== Document excerpt ==
____

Apple exec denies e-book price-fixing scheme
A top Apple Inc. executive described as Steve Jobs' right-hand man testified Thursday in a Manhattan price-fixing trial and denied scheming with major book publishers to drive up the cost of electronic books.
Eddy Cue was questioned about meetings he had in 2009 with chief executives of publishing houses about what they called their "Amazon problem" -- the discounted $9.99 price that Amazon.com set for e- books on its Kindle reader.
"They expressed to us that they wanted higher prices," he testified under questioning by a government lawyer.
Cue was the chief negotiator in deals with the publishers that allowed them to set prices as high as $14.99 for sales in Apple's then-new iBookstore. But he denied the deals were calculated to force Amazon into similar agreements that would raise its prices as well.
Jobs closely monitored the negotiations but was "indifferent" about the outcome for Amazon, Cue testified. However, when asked if Jobs knew there was a chance that once the iBookstore launched, publishers would withhold bestsellers and new releases from Amazon if it didn't adjust its prices, he responded, "I believe so, sure. Smart guy."

____

== Dataset section ==
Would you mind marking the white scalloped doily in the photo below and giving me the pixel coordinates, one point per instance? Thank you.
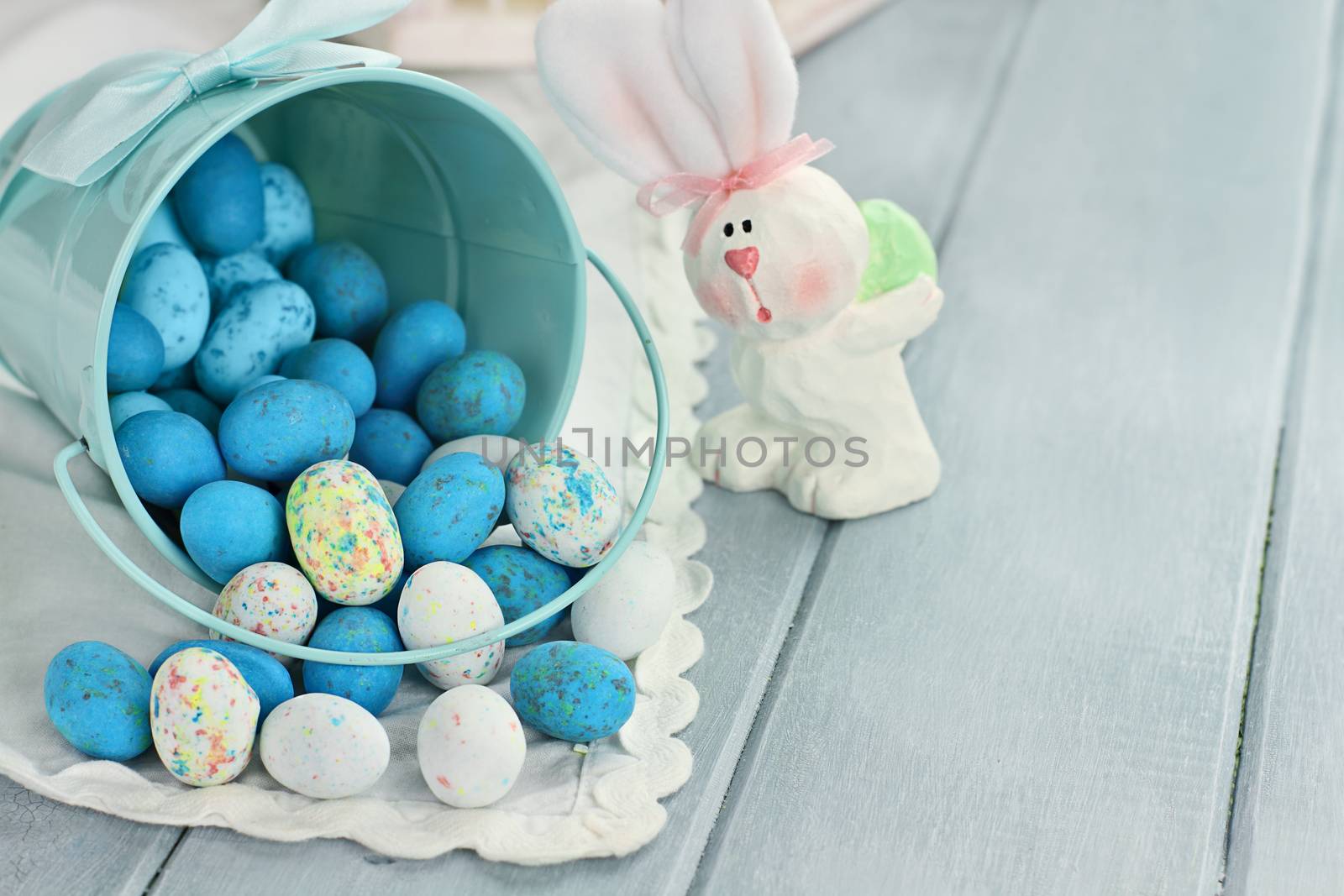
(55, 587)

____

== Directions for this task ==
Return the full article about the Apple e-book price-fixing trial word for word, leaving out the data.

== Task response ==
Apple exec denies e-book price-fixing scheme
A top Apple Inc. executive described as Steve Jobs' right-hand man testified Thursday in a Manhattan price-fixing trial and denied scheming with major book publishers to drive up the cost of electronic books.
Eddy Cue was questioned about meetings he had in 2009 with chief executives of publishing houses about what they called their "Amazon problem" -- the discounted $9.99 price that Amazon.com set for e- books on its Kindle reader.
"They expressed to us that they wanted higher prices," he testified under questioning by a government lawyer.
Cue was the chief negotiator in deals with the publishers that allowed them to set prices as high as $14.99 for sales in Apple's then-new iBookstore. But he denied the deals were calculated to force Amazon into similar agreements that would raise its prices as well.
Jobs closely monitored the negotiations but was "indifferent" about the outcome for Amazon, Cue testified. However, when asked if Jobs knew there was a chance that once the iBookstore launched, publishers would withhold bestsellers and new releases from Amazon if it didn't adjust its prices, he responded, "I believe so, sure. Smart guy."